Objective —
Reproduce verbatim the lines of the material starting at the line that contains "target | stainless steel dishwasher" and ending at the line that contains "[(67, 378)]", with both of those lines included.

Raw data —
# # # #

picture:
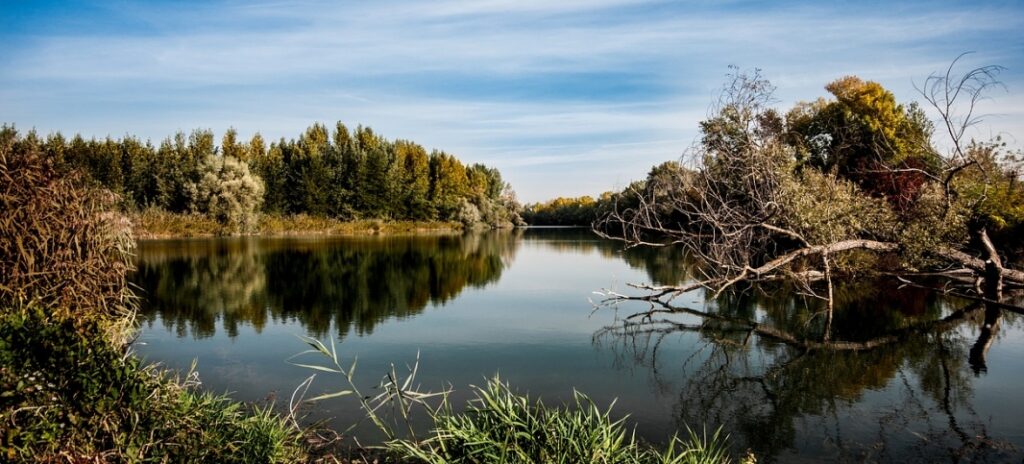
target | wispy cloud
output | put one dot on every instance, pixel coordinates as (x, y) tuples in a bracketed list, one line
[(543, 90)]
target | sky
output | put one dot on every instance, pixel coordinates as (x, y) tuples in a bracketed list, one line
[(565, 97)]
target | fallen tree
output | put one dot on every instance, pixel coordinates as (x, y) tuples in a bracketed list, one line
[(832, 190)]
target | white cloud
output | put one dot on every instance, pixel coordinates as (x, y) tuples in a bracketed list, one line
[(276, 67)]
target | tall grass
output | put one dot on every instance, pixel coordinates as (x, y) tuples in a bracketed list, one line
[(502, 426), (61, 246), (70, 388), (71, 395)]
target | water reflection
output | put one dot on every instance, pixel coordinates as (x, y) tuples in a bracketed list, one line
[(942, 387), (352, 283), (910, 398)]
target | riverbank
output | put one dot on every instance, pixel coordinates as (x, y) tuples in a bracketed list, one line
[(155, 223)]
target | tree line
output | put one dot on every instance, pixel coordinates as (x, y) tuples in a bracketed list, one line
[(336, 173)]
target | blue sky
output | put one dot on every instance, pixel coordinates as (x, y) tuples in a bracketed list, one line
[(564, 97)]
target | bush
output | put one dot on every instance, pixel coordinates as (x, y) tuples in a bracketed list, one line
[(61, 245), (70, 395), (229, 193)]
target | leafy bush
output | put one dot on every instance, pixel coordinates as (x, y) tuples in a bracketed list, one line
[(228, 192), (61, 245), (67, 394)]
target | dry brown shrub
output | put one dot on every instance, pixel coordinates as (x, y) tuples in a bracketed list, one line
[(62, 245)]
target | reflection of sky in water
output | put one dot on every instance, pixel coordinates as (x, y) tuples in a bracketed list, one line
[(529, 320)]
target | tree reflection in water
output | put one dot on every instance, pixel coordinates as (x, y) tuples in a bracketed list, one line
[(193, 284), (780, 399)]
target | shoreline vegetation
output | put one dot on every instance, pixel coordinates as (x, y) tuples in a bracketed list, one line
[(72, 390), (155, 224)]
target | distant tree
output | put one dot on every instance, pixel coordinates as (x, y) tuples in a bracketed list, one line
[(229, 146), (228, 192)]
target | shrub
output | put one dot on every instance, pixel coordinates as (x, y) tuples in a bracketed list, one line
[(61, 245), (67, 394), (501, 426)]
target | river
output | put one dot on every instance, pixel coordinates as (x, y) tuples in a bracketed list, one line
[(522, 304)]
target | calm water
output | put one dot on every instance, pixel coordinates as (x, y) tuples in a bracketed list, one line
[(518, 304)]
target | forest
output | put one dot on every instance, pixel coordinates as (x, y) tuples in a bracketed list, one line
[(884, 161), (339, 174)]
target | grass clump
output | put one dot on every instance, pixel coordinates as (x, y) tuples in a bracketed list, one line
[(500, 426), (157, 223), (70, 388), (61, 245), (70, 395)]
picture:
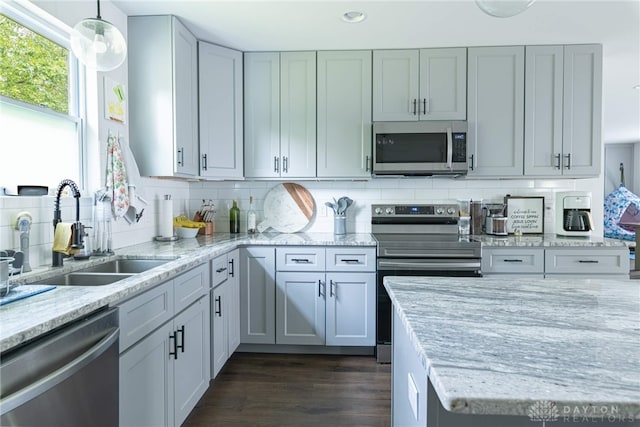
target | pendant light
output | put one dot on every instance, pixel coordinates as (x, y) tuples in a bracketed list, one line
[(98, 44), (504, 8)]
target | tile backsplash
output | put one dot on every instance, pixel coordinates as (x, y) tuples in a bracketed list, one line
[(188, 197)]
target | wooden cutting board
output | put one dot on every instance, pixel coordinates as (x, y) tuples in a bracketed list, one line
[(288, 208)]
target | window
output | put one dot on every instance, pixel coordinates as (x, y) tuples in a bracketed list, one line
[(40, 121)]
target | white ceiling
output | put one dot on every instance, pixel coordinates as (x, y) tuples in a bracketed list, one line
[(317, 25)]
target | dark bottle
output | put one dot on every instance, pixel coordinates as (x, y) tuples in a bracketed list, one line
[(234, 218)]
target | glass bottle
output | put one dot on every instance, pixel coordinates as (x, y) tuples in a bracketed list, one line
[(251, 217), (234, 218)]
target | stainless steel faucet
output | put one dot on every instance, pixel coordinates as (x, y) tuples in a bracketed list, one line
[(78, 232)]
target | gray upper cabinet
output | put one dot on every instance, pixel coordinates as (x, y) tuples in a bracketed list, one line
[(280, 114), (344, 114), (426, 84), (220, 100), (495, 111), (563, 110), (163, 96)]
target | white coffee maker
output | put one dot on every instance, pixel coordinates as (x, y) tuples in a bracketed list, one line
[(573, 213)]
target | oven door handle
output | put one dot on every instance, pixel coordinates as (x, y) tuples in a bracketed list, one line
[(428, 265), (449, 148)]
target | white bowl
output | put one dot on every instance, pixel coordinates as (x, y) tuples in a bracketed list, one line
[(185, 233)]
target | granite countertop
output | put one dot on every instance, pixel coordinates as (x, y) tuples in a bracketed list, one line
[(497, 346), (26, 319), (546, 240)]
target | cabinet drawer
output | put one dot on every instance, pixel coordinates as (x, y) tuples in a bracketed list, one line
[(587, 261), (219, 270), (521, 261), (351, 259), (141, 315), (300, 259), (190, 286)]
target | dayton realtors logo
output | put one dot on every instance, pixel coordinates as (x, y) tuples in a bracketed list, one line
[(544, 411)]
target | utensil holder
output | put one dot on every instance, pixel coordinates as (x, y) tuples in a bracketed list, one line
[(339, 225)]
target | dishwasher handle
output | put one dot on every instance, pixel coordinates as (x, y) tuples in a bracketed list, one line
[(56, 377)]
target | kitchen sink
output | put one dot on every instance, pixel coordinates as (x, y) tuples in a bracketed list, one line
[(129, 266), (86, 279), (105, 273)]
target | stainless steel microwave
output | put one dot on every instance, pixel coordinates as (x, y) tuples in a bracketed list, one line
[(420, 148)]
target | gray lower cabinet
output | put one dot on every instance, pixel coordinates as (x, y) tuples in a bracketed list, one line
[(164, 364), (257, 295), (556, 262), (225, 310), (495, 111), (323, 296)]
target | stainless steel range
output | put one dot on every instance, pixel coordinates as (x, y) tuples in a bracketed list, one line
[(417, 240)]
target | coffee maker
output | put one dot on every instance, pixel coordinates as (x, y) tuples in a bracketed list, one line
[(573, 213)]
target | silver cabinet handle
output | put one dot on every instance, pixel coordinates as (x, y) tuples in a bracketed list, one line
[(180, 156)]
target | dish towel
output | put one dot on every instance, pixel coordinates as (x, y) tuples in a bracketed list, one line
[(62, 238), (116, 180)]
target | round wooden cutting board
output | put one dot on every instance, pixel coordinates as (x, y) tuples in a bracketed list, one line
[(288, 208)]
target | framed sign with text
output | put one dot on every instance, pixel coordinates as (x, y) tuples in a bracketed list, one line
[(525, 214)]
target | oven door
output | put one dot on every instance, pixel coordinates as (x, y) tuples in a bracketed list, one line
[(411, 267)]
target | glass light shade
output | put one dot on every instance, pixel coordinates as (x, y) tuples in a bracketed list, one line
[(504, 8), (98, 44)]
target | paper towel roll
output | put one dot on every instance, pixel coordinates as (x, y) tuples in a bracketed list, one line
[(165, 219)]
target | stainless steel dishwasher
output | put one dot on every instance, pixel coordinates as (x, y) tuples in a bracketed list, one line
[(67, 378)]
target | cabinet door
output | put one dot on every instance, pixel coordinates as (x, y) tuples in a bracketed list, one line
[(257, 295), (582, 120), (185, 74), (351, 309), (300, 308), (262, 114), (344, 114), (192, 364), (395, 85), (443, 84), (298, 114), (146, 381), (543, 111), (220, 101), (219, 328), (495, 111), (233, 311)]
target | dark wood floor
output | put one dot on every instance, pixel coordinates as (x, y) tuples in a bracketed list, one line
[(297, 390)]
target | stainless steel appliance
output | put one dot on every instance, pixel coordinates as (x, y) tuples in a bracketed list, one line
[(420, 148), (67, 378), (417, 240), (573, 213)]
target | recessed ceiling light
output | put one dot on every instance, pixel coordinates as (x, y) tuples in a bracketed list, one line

# # # #

Task output —
target | stainless steel dishwasher
output | put one dot on every instance, pixel coordinates as (x, y) tuples in a bracketed list, one line
[(67, 378)]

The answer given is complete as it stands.